EXCERPT ::
__________

Michigan Court of Appeals
Apr 5, 1976
68 Mich. App. 342 (Mich. Ct. App. 1976)

Opinion

Docket No. 21558.

Decided April 5, 1976. Leave to appeal applied for.

Appeal from Oakland, Robert L. Templin, J. Submitted February 4, 1976, at Detroit. (Docket No. 21558.) Decided April 5, 1976. Leave to appeal applied for.

Complaint by Daniel Weisswasser and Beatrice Coleman, as co-guardians of Lillian Weisswasser, and others against Michael F. Chernick and others for damages for trespass. Judgment for plaintiffs. Defendants appeal. Reversed and remanded for entry of judgment for defendants.

Pence, Rogers, Carlson Flynn, for plaintiffs.

Marvin A. Canvasser and Felix S. Kubik, for defendants.

Before: BASHARA, P.J., and N.J. KAUFMAN and D.F. WALSH, JJ.


This is an appeal by right from an Oakland County Circuit Court judgment for plaintiffs in the amount of $64,800 plus interest and costs. The appeal is brought by the corporate defendants and by the Chernicks, who control the corporate defendants (hereinafter defendants).

__________

DATASET EXCERPTS ::
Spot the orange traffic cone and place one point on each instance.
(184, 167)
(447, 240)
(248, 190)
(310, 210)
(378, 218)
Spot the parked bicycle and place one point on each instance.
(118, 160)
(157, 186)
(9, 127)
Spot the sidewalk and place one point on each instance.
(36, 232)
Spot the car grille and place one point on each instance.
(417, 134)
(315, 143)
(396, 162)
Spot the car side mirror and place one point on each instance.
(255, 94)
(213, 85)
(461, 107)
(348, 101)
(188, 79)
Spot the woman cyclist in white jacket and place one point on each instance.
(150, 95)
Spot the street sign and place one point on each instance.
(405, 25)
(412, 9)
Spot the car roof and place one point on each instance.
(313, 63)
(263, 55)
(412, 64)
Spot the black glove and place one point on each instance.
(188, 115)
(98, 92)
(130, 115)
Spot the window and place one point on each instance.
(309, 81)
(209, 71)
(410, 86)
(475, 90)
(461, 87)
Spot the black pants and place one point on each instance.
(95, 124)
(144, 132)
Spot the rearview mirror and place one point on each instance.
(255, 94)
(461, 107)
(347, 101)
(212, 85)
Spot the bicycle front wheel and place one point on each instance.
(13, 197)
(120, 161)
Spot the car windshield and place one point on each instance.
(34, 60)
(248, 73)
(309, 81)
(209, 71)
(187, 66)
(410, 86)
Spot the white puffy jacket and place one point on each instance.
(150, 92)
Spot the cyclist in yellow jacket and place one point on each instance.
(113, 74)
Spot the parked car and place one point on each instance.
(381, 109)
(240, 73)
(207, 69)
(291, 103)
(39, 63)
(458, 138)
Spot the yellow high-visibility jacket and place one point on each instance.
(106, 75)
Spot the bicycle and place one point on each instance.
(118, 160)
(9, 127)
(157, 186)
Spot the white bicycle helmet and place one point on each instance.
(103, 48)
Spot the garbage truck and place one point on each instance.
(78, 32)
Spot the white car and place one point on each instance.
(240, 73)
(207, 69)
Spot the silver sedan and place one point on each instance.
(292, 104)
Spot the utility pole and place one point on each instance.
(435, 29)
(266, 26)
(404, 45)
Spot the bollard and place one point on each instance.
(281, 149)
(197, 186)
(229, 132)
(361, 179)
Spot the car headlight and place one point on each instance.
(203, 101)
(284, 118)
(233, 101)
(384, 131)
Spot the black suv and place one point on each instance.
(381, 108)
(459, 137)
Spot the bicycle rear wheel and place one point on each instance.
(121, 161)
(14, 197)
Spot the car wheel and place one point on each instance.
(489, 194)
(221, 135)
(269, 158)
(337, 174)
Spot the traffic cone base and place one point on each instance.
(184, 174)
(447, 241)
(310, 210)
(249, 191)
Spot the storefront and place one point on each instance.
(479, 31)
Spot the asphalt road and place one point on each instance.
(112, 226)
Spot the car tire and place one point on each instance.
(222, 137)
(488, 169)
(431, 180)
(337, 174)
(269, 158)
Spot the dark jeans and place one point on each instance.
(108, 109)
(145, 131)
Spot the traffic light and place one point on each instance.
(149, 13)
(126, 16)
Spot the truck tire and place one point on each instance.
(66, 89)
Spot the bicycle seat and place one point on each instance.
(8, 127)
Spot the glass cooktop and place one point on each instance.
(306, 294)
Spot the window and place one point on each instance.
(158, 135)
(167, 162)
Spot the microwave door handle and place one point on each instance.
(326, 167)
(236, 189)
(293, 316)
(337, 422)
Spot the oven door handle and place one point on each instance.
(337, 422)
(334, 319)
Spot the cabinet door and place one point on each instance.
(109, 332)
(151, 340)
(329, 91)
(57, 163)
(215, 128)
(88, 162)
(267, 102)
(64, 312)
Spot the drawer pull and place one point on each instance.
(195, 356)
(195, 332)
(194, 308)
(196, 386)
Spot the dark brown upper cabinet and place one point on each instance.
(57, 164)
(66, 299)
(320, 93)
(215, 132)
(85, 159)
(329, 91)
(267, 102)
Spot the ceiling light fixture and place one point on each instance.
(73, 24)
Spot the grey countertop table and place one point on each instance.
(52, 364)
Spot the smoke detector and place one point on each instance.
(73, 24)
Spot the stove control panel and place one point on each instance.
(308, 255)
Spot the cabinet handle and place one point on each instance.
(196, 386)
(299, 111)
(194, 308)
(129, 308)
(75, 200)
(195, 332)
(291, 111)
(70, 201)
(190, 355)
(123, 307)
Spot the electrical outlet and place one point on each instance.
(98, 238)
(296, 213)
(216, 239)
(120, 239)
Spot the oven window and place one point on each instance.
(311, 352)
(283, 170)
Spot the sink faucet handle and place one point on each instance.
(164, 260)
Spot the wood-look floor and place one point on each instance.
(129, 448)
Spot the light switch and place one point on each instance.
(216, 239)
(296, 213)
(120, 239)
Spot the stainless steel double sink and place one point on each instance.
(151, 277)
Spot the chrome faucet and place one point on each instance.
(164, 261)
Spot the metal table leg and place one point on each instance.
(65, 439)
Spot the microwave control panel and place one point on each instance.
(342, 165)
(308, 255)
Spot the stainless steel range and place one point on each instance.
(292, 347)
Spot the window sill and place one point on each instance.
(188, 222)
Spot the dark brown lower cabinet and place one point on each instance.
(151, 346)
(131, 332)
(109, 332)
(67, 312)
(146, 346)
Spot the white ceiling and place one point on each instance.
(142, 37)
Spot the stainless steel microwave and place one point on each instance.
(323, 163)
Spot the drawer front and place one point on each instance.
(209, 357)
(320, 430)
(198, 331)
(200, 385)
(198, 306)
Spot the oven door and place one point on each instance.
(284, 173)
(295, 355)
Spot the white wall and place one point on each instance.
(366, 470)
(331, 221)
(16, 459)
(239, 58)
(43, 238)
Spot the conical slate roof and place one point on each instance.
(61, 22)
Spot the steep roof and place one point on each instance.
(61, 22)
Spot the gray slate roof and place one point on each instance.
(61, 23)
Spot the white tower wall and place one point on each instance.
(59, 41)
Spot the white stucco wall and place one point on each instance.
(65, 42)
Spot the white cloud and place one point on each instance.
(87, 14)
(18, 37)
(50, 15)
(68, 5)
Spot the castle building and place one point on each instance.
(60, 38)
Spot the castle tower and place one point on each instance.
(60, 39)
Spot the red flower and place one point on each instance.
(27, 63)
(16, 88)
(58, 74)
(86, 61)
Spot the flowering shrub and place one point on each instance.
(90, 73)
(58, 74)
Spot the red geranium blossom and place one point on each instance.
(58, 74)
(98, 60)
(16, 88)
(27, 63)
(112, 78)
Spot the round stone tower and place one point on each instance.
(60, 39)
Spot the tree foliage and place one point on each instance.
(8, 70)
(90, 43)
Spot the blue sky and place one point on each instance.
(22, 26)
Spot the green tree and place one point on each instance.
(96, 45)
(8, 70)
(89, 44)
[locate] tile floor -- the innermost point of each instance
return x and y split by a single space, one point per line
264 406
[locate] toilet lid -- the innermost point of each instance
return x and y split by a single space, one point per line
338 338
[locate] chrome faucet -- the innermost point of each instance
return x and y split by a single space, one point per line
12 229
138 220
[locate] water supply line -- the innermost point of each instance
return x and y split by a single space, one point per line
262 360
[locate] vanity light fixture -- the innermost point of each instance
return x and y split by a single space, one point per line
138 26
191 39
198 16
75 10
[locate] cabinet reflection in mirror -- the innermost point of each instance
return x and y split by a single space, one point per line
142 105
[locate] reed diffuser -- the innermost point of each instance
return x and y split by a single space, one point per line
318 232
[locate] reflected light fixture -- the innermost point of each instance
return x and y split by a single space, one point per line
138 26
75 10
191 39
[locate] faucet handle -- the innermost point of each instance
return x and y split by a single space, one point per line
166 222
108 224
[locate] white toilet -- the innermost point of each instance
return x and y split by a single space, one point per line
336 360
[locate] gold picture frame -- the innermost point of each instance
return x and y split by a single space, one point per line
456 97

__________

OBJECTIVES ::
1) Reproduce verbatim the part of the court opinion between "Michigan Court of" and "judgment for defendants.", inclusive.
2) Return every line of the rows that contains the string "slate".
The court opinion and the rows are unrelated material.

SOLUTIONS IN ORDER ::
1)
Michigan Court of Appeals
Apr 5, 1976
68 Mich. App. 342 (Mich. Ct. App. 1976)

Opinion

Docket No. 21558.

Decided April 5, 1976. Leave to appeal applied for.

Appeal from Oakland, Robert L. Templin, J. Submitted February 4, 1976, at Detroit. (Docket No. 21558.) Decided April 5, 1976. Leave to appeal applied for.

Complaint by Daniel Weisswasser and Beatrice Coleman, as co-guardians of Lillian Weisswasser, and others against Michael F. Chernick and others for damages for trespass. Judgment for plaintiffs. Defendants appeal. Reversed and remanded for entry of judgment for defendants.

2)
Spot the conical slate roof and place one point on each instance.
Spot the gray slate roof and place one point on each instance.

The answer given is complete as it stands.